Stated goal:
Reproduce all entries verbatim, with nothing added or dropped.

↓

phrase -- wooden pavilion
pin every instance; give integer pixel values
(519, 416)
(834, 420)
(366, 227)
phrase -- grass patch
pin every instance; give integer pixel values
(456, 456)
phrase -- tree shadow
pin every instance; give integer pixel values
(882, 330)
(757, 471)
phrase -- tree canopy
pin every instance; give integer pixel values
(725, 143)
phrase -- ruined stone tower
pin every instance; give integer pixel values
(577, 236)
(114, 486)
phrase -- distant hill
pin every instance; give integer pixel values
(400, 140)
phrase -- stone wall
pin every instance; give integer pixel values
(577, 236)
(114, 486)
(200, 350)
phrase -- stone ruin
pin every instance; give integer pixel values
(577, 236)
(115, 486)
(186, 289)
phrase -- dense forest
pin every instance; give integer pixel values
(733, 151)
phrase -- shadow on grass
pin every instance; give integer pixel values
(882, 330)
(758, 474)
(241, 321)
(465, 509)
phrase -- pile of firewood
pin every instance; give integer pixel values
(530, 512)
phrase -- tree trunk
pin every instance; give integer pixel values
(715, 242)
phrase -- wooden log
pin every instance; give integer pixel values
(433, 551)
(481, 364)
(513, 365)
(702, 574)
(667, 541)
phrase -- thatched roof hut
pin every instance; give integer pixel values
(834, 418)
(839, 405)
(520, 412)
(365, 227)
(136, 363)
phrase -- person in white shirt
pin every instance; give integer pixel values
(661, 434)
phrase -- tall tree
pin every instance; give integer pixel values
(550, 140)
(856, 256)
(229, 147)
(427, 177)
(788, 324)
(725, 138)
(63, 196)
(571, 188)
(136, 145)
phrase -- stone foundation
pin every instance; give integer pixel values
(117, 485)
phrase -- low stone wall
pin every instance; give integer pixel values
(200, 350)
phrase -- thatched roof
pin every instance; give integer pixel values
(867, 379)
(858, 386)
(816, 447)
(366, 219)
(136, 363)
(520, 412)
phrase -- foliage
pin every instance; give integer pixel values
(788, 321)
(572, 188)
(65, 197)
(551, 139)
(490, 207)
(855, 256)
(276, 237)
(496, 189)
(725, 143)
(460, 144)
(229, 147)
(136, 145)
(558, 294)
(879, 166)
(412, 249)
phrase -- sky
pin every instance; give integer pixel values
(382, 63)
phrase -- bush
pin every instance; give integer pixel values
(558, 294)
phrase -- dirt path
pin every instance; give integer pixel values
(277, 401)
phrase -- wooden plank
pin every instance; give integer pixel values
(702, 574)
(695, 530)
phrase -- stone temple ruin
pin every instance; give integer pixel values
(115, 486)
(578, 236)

↑

Result:
phrase -- wooden pavilion
pin every instance; give integer pixel values
(519, 416)
(834, 420)
(366, 227)
phrase -- grass patch
pin every instance; give integer pixel values
(456, 456)
phrase -- tree shadow
pin every instance; give integer pixel values
(882, 330)
(757, 471)
phrase -- tree canopy
pin every instance; give integer pixel values
(725, 143)
phrase -- ruined stone tower
pin every instance; give integer pixel values
(577, 236)
(114, 486)
phrase -- distant hill
pin every instance; give integer pixel values
(400, 140)
phrase -- stone wall
pin every instance; give integer pixel values
(577, 236)
(114, 486)
(200, 350)
phrase -- stone ruin
pin every instance; give integer pixel values
(577, 236)
(115, 486)
(186, 289)
phrase -- dense forest
pin every instance; give integer pixel values
(733, 151)
phrase -- shadow on grass
pin every instance; give integer pixel values
(882, 330)
(758, 474)
(241, 321)
(465, 509)
phrase -- pile of firewood
pin every instance; give integer pixel values
(530, 512)
phrase -- tree trunk
pin every instance; give integer pixel values
(715, 242)
phrase -- wooden log
pin every instance; give integer pixel values
(433, 551)
(481, 364)
(513, 365)
(702, 574)
(667, 541)
phrase -- thatched roof hut
pin every instance; give integer pixel values
(834, 418)
(839, 405)
(520, 412)
(365, 227)
(136, 363)
phrase -- person in white shirt
pin every instance; give integer pixel values
(661, 434)
phrase -- tall tree
pin every instance; give integer pixel values
(550, 140)
(856, 256)
(229, 147)
(427, 177)
(788, 324)
(725, 138)
(63, 196)
(571, 188)
(136, 145)
phrase -- stone foundation
pin every instance; give integer pixel values
(117, 485)
phrase -- low stone wall
pin every instance; give integer pixel values
(200, 350)
phrase -- thatched roof
pin every instance; give integer pixel values
(867, 379)
(858, 386)
(816, 447)
(366, 219)
(136, 363)
(520, 412)
phrase -- foliage
pin every instance; give integer pixel values
(788, 321)
(572, 188)
(65, 197)
(551, 139)
(490, 207)
(855, 256)
(276, 237)
(496, 189)
(725, 143)
(460, 144)
(229, 147)
(136, 145)
(558, 294)
(879, 166)
(412, 249)
phrase -- sky
pin every instance; give integer pixel values
(382, 63)
phrase -- bush
pin every instance; give integer pixel values
(558, 294)
phrase -- dirt path
pin every instance; give integer pixel values
(277, 401)
phrase -- wooden plank
pin every instance; give integer pixel values
(702, 574)
(695, 530)
phrase -- stone temple ruin
pin every instance; give integer pixel values
(115, 486)
(578, 236)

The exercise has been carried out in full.